Text under study:
Similarly, the exchange of information between competitors about planned changes to their privacy policies may violate competition law since it would remove the uncertainty as to their future conduct and, thereby, eliminate a large part of the risk usually inherent in any independent change of conduct on a market[6].

However, codes of conduct and agreements between companies in the same industry regarding data protection policies can also have significant benefits. They can enhance compliance with the data protection rules by clarifying how the Regulation's generic rules apply to the handling of data in a specific industry. They may also allow the setting up of systems or processes that make companies' data protection efforts more efficient and cost-effective. In this case, conduct that restricts competition and therefore falls under Article 101(1) TFEU may be exempted (and thus permitted) under Article 101(3) TFEU on the basis that the benefits resulting from the conduct outweigh the adverse impact on competition.

Information given:

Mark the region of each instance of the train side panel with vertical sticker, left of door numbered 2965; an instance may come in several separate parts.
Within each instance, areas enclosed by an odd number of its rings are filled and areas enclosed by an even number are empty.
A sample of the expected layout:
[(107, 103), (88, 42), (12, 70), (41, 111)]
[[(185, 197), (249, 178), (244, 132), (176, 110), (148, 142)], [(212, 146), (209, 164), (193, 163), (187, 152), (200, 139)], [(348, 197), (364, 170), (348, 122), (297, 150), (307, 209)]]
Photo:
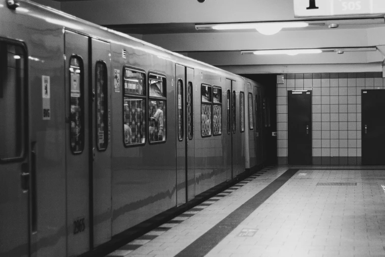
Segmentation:
[[(52, 15), (24, 2), (20, 2), (20, 6), (41, 17), (48, 18)], [(66, 125), (62, 28), (47, 23), (38, 16), (23, 15), (6, 7), (0, 8), (0, 20), (4, 24), (0, 29), (0, 37), (23, 41), (28, 51), (28, 56), (25, 56), (28, 59), (28, 68), (25, 68), (28, 70), (29, 81), (25, 89), (29, 94), (30, 210), (26, 208), (24, 211), (30, 216), (30, 254), (52, 256), (55, 253), (57, 256), (65, 256)], [(17, 188), (20, 189), (20, 186)], [(1, 219), (3, 223), (6, 217), (1, 215)], [(21, 235), (22, 231), (17, 231), (17, 236), (12, 236), (9, 232), (1, 229), (0, 233), (6, 233), (6, 237), (13, 241), (24, 236)], [(18, 256), (22, 247), (9, 249), (10, 252), (4, 252), (1, 247), (0, 255)]]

Tasks and exercises:
(a) In the passage on competition law and data protection policies, under which provision may conduct that restricts competition be exempted?
(b) Continue the passage on competition law and data protection policies from its final sentence.
The records were drawn from a separate source unrelated to the text.

Answer list:
(a) Article 101(3) TFEU

(b)
In particular agreements that set a minimum level of protection have good chances of qualifying for an exemption. For instance, in CECED[7]the EC granted an individual exemption for an agreement between virtually all European producers and importers of washing machines to stop producing/importing the least energy-efficient machines (energy categories D to G). The Commission noted that the agreement would restrict competition, but acknowledged that it would lead to environmental benefits and reduce purchasers' electricity bills, thus achieving a higher degree of consumer protection.

2. Data Protection & Access Rights under competition law

A dominant company is required to grant third parties access to data it has collected if (i) the data constitute an "essential facility" to the activity of the third party asking for access (i.e. the data is indispensable for the business activities of the third party), (ii) there are no objective considerations that would justify a refusal to grant access and (iii) it is likely that a refusal would exclude all competition in the other market[8].

If the data to which a company claims access under the essential facilities doctrine include personal data this raises the question whether a dominant undertaking can justify its refusal to grant access by invoking its obligations under data protection law.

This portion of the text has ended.